[YOUR ASSIGNMENT]
Nothing in the entries may change when you repeat them, and no images may appear.

[THE RECORDS]
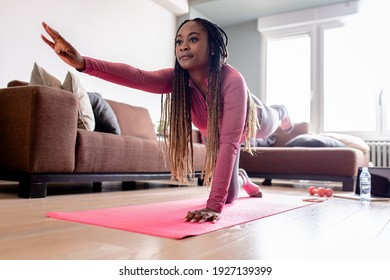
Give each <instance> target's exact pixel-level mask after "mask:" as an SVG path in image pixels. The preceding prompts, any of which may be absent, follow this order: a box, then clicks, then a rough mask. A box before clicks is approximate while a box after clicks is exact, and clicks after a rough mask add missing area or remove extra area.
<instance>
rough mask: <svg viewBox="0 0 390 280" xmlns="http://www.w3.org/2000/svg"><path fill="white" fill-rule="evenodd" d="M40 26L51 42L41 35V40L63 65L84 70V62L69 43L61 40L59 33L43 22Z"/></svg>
mask: <svg viewBox="0 0 390 280" xmlns="http://www.w3.org/2000/svg"><path fill="white" fill-rule="evenodd" d="M42 26H43V28H44V29H45V31H46V32H47V34H49V35H50V37H51V39H52V41H50V40H49V39H47V38H46V37H45V36H43V35H41V38H42V40H43V41H44V42H45V43H46V44H47V45H48V46H49V47H51V48H52V49H53V50H54V51H55V53H56V54H57V55H58V56H59V57H60V58H61V59H62V60H63V61H64V62H65V63H67V64H68V65H70V66H71V67H74V68H76V69H78V70H84V69H85V61H84V58H83V57H82V56H81V55H80V54H79V52H78V51H77V50H76V49H75V48H74V47H73V46H72V45H71V44H70V43H69V42H67V41H66V40H65V39H64V38H62V36H61V35H60V33H58V32H57V31H55V30H54V29H52V28H51V27H50V26H48V25H47V24H46V23H45V22H42Z"/></svg>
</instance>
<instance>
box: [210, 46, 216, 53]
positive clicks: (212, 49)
mask: <svg viewBox="0 0 390 280" xmlns="http://www.w3.org/2000/svg"><path fill="white" fill-rule="evenodd" d="M210 51H211V55H214V54H215V45H214V44H211V45H210Z"/></svg>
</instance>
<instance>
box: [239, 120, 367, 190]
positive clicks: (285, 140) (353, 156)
mask: <svg viewBox="0 0 390 280" xmlns="http://www.w3.org/2000/svg"><path fill="white" fill-rule="evenodd" d="M299 135H305V136H306V135H307V136H310V135H313V134H311V133H310V131H309V124H308V123H297V124H295V127H294V130H293V131H292V132H291V133H290V134H285V133H283V132H282V130H281V129H280V128H279V129H278V130H277V131H276V133H275V137H276V142H275V143H274V144H272V145H271V146H269V147H257V148H256V154H255V155H254V156H252V155H250V154H248V153H245V152H241V156H240V167H241V168H244V169H245V170H246V171H247V173H248V175H249V176H253V177H258V178H265V180H264V182H263V184H264V185H269V184H271V180H272V179H289V180H290V179H296V180H313V181H337V182H342V190H343V191H352V190H353V189H354V186H355V183H356V176H357V173H358V168H359V167H361V166H368V164H369V147H368V145H367V144H366V143H365V142H364V141H363V140H361V139H360V138H357V137H354V136H350V135H344V134H335V133H333V134H321V136H325V137H331V138H334V139H335V140H337V141H338V142H341V143H342V144H343V145H344V146H343V147H320V145H318V146H317V147H308V146H309V145H307V146H306V147H303V146H295V147H291V146H286V144H287V143H288V141H290V140H292V139H297V138H296V137H297V136H299Z"/></svg>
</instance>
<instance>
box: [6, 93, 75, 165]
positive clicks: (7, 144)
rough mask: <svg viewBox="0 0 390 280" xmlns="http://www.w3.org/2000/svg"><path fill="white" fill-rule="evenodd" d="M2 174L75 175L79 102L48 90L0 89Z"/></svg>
mask: <svg viewBox="0 0 390 280" xmlns="http://www.w3.org/2000/svg"><path fill="white" fill-rule="evenodd" d="M0 104H1V110H0V127H1V130H2V132H1V137H0V170H5V171H16V172H29V173H42V172H72V171H73V170H74V166H75V146H76V132H77V116H78V115H77V114H78V107H77V106H78V103H77V98H76V96H74V95H73V94H72V93H70V92H67V91H64V90H61V89H56V88H51V87H46V86H18V87H11V88H4V89H0Z"/></svg>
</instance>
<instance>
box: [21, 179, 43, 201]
mask: <svg viewBox="0 0 390 280" xmlns="http://www.w3.org/2000/svg"><path fill="white" fill-rule="evenodd" d="M46 194H47V184H46V183H43V182H38V183H31V182H30V180H23V181H20V182H19V187H18V196H19V197H20V198H44V197H46Z"/></svg>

[RESULT OF THIS EXERCISE]
Give each <instance> target's exact pixel-level mask after "mask:" as an SVG path in image pixels. The preceding prompts, any of which may be absent, follow this order: a box, then clicks, then a rough mask. A box before clicks is approximate while a box after clicks is exact, and clicks after a rough mask add missing area or remove extra area.
<instance>
rough mask: <svg viewBox="0 0 390 280" xmlns="http://www.w3.org/2000/svg"><path fill="white" fill-rule="evenodd" d="M40 26L51 42L41 35V40L63 65L84 70V62L69 43L61 40L59 33L43 22Z"/></svg>
mask: <svg viewBox="0 0 390 280" xmlns="http://www.w3.org/2000/svg"><path fill="white" fill-rule="evenodd" d="M42 26H43V28H44V29H45V31H46V32H47V34H49V35H50V37H51V39H52V41H50V40H49V39H47V38H46V37H45V36H43V35H41V38H42V40H43V41H44V42H45V43H46V44H47V45H48V46H49V47H51V48H52V49H53V50H54V51H55V53H56V54H57V55H58V56H59V57H60V58H61V59H62V60H63V61H64V62H65V63H67V64H68V65H70V66H71V67H74V68H76V69H78V70H84V69H85V61H84V58H83V57H82V56H81V55H80V54H79V52H78V51H77V50H76V49H75V48H74V47H73V46H72V45H71V44H70V43H69V42H67V41H66V40H65V39H64V38H62V36H61V35H60V33H58V32H57V31H55V30H54V29H52V28H51V27H50V26H48V25H47V24H46V23H45V22H42Z"/></svg>
</instance>
<instance>
box: [210, 46, 216, 53]
positive clicks: (212, 49)
mask: <svg viewBox="0 0 390 280" xmlns="http://www.w3.org/2000/svg"><path fill="white" fill-rule="evenodd" d="M210 51H211V55H214V54H215V45H214V44H211V45H210Z"/></svg>
</instance>
<instance>
box: [239, 120, 367, 190]
positive clicks: (285, 140) (353, 156)
mask: <svg viewBox="0 0 390 280" xmlns="http://www.w3.org/2000/svg"><path fill="white" fill-rule="evenodd" d="M299 135H305V136H306V135H307V136H310V135H313V134H311V133H310V131H309V124H308V123H297V124H295V127H294V130H293V131H292V132H291V133H290V134H285V133H283V132H282V130H281V129H280V128H279V129H278V130H277V131H276V133H275V137H276V142H275V143H274V144H272V145H271V146H269V147H257V148H256V154H255V155H254V156H252V155H250V154H248V153H245V152H241V156H240V167H241V168H244V169H245V170H246V171H247V173H248V175H249V176H253V177H258V178H265V180H264V182H263V184H264V185H269V184H271V180H272V179H289V180H290V179H296V180H313V181H337V182H342V190H343V191H352V190H353V189H354V186H355V183H356V176H357V173H358V168H359V167H361V166H368V164H369V147H368V145H367V144H366V143H365V142H364V141H363V140H361V139H360V138H357V137H354V136H350V135H344V134H335V133H333V134H321V136H325V137H331V138H334V139H335V140H337V141H338V142H341V143H342V144H343V145H344V146H343V147H320V145H318V146H317V147H308V146H309V145H307V146H306V147H303V146H295V147H291V146H286V144H287V143H288V141H290V140H292V139H297V138H296V137H297V136H299Z"/></svg>
</instance>
<instance>
box: [6, 93, 75, 165]
positive clicks: (7, 144)
rough mask: <svg viewBox="0 0 390 280" xmlns="http://www.w3.org/2000/svg"><path fill="white" fill-rule="evenodd" d="M2 174L75 175L79 102L48 90L0 89Z"/></svg>
mask: <svg viewBox="0 0 390 280" xmlns="http://www.w3.org/2000/svg"><path fill="white" fill-rule="evenodd" d="M0 104H1V110H0V127H1V130H2V132H1V137H0V170H5V171H16V172H29V173H42V172H72V171H73V170H74V166H75V146H76V132H77V116H78V115H77V114H78V107H77V106H78V103H77V98H76V96H74V95H73V94H72V93H70V92H67V91H64V90H61V89H56V88H51V87H46V86H18V87H11V88H4V89H0Z"/></svg>
</instance>
<instance>
box: [21, 179, 43, 201]
mask: <svg viewBox="0 0 390 280" xmlns="http://www.w3.org/2000/svg"><path fill="white" fill-rule="evenodd" d="M46 194H47V184H46V183H43V182H38V183H31V182H30V180H23V181H20V182H19V187H18V196H19V197H20V198H44V197H46Z"/></svg>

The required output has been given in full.